Give the records as a Markdown table with the columns Row and Line, starting at the line that contains "like x=445, y=237." and ending at the line that contains "x=985, y=374", one line per row and blank lines left out. Leave the pictures out of the table.
— begin RECORDS FOR THIS TASK —
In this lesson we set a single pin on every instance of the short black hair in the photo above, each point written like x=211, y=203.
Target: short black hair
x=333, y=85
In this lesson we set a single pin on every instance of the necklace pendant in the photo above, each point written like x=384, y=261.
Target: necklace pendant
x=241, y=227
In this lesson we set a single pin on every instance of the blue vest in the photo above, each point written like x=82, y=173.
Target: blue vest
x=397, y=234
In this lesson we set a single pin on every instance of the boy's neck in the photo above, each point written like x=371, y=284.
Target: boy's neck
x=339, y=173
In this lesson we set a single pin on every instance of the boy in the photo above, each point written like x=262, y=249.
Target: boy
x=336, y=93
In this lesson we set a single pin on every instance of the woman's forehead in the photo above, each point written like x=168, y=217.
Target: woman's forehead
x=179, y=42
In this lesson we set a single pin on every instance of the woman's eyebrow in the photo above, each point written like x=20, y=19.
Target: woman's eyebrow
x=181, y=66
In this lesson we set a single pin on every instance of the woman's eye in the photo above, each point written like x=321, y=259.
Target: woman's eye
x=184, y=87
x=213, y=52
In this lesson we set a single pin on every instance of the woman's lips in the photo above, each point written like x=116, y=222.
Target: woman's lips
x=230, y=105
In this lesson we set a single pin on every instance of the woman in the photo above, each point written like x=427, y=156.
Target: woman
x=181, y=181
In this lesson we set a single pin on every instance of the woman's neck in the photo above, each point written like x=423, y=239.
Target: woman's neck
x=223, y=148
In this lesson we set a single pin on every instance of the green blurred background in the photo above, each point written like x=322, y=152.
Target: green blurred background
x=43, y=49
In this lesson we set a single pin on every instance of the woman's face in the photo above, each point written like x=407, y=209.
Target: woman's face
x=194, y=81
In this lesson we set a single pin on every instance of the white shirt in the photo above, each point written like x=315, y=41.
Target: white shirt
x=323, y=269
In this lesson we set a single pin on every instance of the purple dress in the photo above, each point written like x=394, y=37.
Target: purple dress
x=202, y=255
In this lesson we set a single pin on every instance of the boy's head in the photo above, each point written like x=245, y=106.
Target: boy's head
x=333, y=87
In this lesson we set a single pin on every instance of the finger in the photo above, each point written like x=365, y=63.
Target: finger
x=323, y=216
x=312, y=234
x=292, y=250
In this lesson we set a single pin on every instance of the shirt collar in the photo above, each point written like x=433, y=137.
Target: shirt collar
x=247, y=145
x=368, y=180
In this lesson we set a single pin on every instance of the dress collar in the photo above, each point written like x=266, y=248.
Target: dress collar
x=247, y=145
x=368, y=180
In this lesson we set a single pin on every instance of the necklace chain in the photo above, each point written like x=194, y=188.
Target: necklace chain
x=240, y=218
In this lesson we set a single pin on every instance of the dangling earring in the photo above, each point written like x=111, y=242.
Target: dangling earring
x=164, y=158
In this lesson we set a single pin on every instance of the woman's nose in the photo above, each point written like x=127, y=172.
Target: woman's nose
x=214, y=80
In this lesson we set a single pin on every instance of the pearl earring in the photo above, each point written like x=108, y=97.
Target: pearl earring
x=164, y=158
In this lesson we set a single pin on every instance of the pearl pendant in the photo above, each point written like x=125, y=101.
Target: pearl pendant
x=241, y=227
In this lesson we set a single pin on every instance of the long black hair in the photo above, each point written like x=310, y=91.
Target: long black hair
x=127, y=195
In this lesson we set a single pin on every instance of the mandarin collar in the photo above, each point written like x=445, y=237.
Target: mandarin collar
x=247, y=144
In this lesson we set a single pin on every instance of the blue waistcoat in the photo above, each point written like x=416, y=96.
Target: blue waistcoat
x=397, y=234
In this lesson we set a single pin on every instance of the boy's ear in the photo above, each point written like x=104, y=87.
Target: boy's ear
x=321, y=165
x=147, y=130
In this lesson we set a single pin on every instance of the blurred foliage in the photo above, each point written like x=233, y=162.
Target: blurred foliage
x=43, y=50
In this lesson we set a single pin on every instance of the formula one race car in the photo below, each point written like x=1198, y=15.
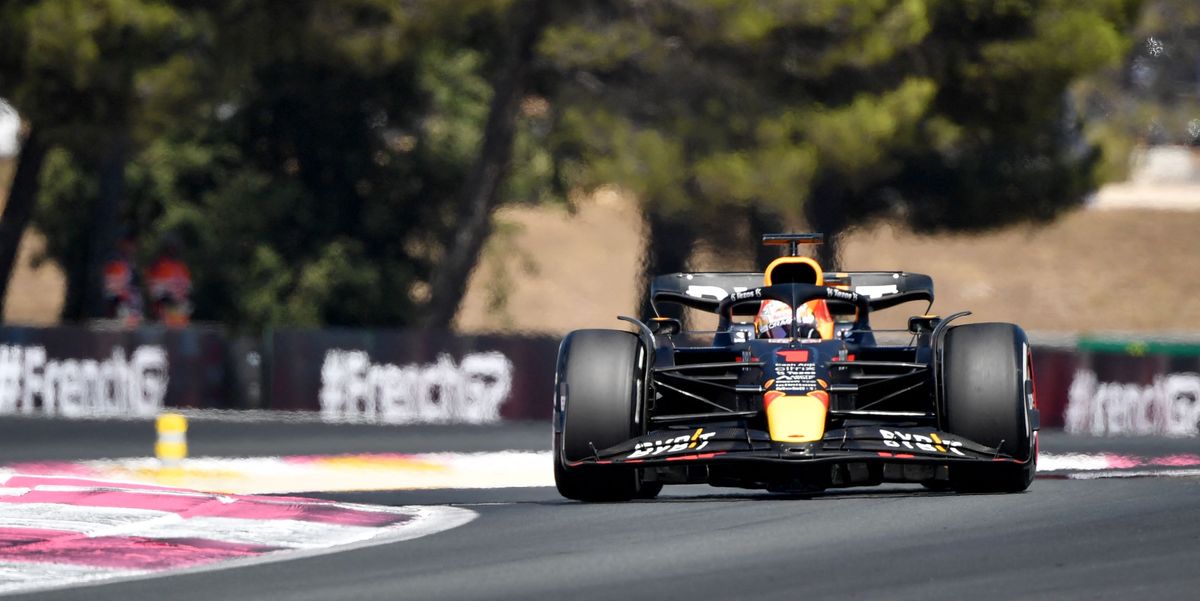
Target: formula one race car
x=793, y=403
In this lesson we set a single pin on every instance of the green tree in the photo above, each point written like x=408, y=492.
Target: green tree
x=83, y=73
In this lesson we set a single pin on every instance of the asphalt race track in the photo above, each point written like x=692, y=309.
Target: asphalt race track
x=1107, y=538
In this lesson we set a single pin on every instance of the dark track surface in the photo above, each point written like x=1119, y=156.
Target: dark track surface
x=1065, y=539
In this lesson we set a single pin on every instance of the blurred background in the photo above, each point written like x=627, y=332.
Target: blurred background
x=252, y=186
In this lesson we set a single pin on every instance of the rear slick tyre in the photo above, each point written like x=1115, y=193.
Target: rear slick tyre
x=600, y=389
x=985, y=374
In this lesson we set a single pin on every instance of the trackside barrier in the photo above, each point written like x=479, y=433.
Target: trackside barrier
x=1093, y=386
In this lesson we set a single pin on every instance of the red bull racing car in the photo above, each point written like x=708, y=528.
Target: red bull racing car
x=795, y=404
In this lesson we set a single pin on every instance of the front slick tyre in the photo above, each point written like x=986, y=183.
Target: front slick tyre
x=985, y=373
x=600, y=373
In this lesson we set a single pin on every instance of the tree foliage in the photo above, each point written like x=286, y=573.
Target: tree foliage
x=952, y=114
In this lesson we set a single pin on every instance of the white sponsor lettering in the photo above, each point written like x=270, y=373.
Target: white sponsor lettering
x=899, y=439
x=694, y=442
x=1169, y=406
x=83, y=388
x=439, y=392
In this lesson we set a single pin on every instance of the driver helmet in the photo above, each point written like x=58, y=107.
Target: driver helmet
x=775, y=322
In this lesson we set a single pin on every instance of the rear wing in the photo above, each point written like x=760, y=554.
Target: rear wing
x=706, y=292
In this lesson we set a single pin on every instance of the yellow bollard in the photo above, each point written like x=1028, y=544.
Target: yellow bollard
x=172, y=445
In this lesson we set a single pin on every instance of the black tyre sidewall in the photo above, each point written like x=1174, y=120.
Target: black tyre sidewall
x=599, y=390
— end RECORDS FOR THIS TASK —
• _OUTPUT OF THE EXERCISE_
| Row | Line |
|---|---|
| 1 | In this lesson we set a single pin on every instance of the mandarin collar in the photo above, each point written like x=445, y=237. |
| 2 | Target: mandarin collar |
| 3 | x=247, y=144 |
| 4 | In this lesson we set a single pin on every instance of the blue waistcoat in the photo above, each point written like x=416, y=96. |
| 5 | Target: blue waistcoat |
| 6 | x=397, y=234 |
| 7 | In this lesson we set a single pin on every instance of the boy's ear in the photo above, each point written like x=104, y=87. |
| 8 | Target: boy's ear |
| 9 | x=321, y=165 |
| 10 | x=147, y=130 |
| 11 | In this lesson we set a single pin on every instance of the blurred foliage in the photo above, each point written like x=233, y=162. |
| 12 | Target: blurred foliage |
| 13 | x=43, y=50 |
| 14 | In this lesson we set a single pin on every instance of the formula one race car in the photo below, each point written like x=1198, y=15. |
| 15 | Target: formula one race car |
| 16 | x=793, y=403 |
| 17 | In this lesson we set a single pin on every instance of the green tree in the photo above, each point written like x=408, y=492. |
| 18 | Target: green tree |
| 19 | x=83, y=73 |
| 20 | In this lesson we set a single pin on every instance of the asphalt race track in the photo above, each point written like x=692, y=309. |
| 21 | Target: asphalt race track |
| 22 | x=1107, y=538 |
| 23 | In this lesson we set a single pin on every instance of the dark track surface in the photo above, each point written like x=1119, y=156. |
| 24 | Target: dark track surface |
| 25 | x=1065, y=539 |
| 26 | In this lesson we set a single pin on every instance of the blurred background in the photo above, each point written like x=627, y=332. |
| 27 | Target: blurred background |
| 28 | x=252, y=186 |
| 29 | In this lesson we set a single pin on every instance of the rear slick tyre in the photo above, each point written like x=1115, y=193. |
| 30 | Target: rear slick tyre |
| 31 | x=600, y=389 |
| 32 | x=985, y=374 |